### Supplied data:
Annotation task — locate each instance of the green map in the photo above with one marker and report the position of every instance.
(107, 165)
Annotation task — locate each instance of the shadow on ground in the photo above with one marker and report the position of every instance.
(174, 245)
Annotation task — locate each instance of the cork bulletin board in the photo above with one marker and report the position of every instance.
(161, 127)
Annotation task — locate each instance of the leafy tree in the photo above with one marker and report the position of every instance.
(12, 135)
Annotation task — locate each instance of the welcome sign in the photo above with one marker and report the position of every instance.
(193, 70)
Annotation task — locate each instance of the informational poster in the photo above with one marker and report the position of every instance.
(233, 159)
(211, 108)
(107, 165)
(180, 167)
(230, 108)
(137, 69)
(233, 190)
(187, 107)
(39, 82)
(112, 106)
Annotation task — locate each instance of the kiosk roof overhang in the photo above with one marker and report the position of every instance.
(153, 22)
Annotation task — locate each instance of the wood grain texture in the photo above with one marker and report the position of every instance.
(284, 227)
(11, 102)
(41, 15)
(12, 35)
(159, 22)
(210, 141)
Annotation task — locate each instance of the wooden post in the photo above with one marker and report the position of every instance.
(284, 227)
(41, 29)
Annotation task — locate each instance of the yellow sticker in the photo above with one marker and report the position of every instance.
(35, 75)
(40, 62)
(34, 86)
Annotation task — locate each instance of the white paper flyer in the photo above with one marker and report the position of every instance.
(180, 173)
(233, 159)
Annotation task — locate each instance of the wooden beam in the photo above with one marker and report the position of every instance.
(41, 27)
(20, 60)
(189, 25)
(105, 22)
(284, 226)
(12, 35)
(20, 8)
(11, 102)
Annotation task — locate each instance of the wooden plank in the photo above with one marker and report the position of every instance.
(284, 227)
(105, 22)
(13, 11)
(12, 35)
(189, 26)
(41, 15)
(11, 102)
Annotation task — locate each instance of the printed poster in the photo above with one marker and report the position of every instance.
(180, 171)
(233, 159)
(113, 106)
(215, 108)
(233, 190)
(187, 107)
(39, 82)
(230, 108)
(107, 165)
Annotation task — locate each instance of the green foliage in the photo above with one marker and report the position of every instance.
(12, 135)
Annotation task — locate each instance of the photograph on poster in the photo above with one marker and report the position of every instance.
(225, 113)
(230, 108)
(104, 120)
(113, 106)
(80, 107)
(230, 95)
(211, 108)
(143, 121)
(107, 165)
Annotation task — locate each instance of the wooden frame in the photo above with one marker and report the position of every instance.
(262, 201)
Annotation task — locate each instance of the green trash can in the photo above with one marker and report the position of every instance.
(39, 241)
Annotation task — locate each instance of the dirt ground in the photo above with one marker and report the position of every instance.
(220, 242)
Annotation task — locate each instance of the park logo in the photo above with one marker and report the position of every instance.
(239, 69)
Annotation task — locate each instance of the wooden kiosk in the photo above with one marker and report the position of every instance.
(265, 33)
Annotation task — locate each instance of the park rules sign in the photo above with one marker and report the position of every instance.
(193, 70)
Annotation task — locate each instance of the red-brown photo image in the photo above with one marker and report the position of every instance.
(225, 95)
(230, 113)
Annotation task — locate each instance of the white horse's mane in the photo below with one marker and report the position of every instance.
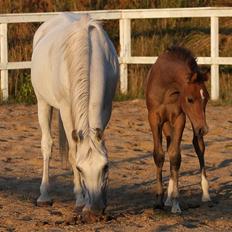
(77, 54)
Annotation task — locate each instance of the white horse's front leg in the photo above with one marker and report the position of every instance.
(44, 115)
(80, 198)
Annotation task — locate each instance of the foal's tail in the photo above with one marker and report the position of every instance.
(63, 142)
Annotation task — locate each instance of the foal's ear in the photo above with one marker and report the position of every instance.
(77, 136)
(192, 78)
(205, 76)
(99, 134)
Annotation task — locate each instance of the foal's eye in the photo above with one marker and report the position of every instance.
(190, 99)
(106, 168)
(79, 169)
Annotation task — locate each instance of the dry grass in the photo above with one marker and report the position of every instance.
(149, 37)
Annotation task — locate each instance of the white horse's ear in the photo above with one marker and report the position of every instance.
(77, 136)
(99, 134)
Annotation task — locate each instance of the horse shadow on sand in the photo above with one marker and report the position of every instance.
(131, 199)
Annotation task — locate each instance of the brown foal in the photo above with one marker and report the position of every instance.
(175, 89)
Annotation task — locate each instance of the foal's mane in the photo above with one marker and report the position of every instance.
(184, 55)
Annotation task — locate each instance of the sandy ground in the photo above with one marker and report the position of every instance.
(132, 176)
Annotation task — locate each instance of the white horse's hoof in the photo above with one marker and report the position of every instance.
(206, 198)
(80, 201)
(175, 207)
(44, 200)
(168, 202)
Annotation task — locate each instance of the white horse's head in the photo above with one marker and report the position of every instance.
(92, 165)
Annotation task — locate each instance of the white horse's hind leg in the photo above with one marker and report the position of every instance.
(68, 127)
(44, 115)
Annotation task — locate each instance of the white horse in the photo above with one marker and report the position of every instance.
(75, 69)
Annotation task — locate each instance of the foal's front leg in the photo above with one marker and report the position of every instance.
(175, 161)
(199, 145)
(158, 155)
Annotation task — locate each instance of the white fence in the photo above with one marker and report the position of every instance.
(125, 58)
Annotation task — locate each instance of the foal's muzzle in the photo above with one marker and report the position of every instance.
(201, 131)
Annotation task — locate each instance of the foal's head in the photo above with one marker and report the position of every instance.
(194, 98)
(92, 165)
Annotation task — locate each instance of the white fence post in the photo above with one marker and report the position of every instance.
(125, 52)
(214, 54)
(4, 60)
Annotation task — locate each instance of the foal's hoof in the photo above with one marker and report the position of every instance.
(175, 207)
(79, 208)
(158, 205)
(168, 202)
(41, 201)
(90, 217)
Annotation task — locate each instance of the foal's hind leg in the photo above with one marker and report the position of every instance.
(158, 155)
(44, 115)
(175, 161)
(168, 133)
(198, 143)
(68, 127)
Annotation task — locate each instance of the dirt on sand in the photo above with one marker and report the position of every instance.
(131, 180)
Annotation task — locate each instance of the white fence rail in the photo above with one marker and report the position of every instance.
(124, 17)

### Given request:
Your task is to reproduce, exactly and exclusively, the lines from the one holding "Annotation task — locate each instance of the foal's hoof" through the final line of the listing.

### Expected answer:
Annotation task — locate each instance of the foal's hoof in the photo above with one marker and report the position of every instance.
(175, 207)
(79, 208)
(158, 205)
(168, 202)
(41, 201)
(90, 217)
Annotation task — locate each instance of the foal's hind leg in the photo above with one marker and report the position of every instance.
(158, 155)
(44, 115)
(175, 161)
(168, 133)
(198, 143)
(68, 127)
Annotation task — locate each instance of the dirt on sand in the photo above with one marker and report the position of every instance.
(131, 180)
Annotation task — locate each instance of the white fence rail in the photo above with one marker and report the position of every instance.
(124, 17)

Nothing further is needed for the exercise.